Below is a set of records. Please retype every one exactly.

Stored data entries
*** Begin section ***

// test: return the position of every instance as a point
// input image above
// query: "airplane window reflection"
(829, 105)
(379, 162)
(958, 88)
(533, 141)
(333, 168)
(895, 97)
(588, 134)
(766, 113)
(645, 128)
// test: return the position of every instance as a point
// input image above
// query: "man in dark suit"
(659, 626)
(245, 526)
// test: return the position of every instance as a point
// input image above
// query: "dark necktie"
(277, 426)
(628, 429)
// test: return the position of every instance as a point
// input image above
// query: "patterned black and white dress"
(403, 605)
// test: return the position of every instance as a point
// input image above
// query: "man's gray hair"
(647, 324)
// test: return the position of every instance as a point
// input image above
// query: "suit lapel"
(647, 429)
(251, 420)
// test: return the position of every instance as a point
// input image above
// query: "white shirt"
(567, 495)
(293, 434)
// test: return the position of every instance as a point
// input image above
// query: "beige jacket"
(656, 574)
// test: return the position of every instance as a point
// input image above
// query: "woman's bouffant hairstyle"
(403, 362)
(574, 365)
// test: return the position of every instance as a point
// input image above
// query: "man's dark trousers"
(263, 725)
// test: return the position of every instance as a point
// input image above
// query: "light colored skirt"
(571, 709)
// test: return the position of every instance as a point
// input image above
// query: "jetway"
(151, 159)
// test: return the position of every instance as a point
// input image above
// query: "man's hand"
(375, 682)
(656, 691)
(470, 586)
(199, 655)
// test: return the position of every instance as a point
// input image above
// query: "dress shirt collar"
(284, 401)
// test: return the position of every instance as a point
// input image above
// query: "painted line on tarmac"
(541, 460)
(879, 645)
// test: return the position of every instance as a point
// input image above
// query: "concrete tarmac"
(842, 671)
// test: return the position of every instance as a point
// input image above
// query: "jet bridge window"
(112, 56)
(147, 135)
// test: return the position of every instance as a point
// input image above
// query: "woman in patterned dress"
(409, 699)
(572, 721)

*** End section ***

## FINISHED EXERCISE
// test: return the position of every instance as a point
// input image above
// query: "airplane window reflection"
(829, 105)
(379, 162)
(958, 88)
(533, 141)
(333, 168)
(895, 97)
(588, 134)
(766, 113)
(645, 128)
// test: return the position of every instance as a point
// input image above
// query: "man in dark suit"
(659, 626)
(245, 526)
// test: return the position of every instance as a point
// input image above
// query: "dark necktie"
(277, 426)
(628, 429)
// test: return the position of every instance as a point
// input image above
// query: "patterned black and white dress"
(403, 605)
// test: return the position of every instance as a point
// input image above
// query: "man's gray hair"
(647, 324)
// test: return the position of every instance as a point
// input image above
// query: "suit lapel"
(647, 429)
(251, 420)
// test: return the position of every instance as a point
// input image above
// query: "white shirt"
(567, 495)
(293, 434)
// test: return the position of every instance as a point
// input image above
// query: "beige jacket"
(656, 574)
// test: return the position of every instance as a point
// input image above
// query: "woman's bouffant hairstyle"
(403, 362)
(574, 365)
// test: return the position of every instance as a point
// input image above
// query: "man's dark trousers"
(263, 725)
// test: return the position of every instance as a point
// input image above
// query: "light colored skirt"
(571, 709)
// test: return the position of every instance as a point
// input image above
// query: "jetway"
(151, 159)
// test: return the position of every instance as a point
// input image above
// query: "man's hand"
(375, 682)
(656, 691)
(470, 586)
(199, 655)
// test: return the position of every instance as a point
// input image above
// query: "dress shirt collar"
(284, 401)
// test: return the position of every instance as a point
// input image above
// query: "painted line on tarmac"
(541, 460)
(879, 645)
// test: return the position of every instance as a point
// input image above
// query: "concrete tarmac"
(842, 671)
// test: return the position of every instance as a point
// input image above
// query: "jet bridge window"
(112, 56)
(147, 135)
// test: return the position of every instance as a point
// input image above
// query: "woman in patterned dress"
(409, 699)
(572, 721)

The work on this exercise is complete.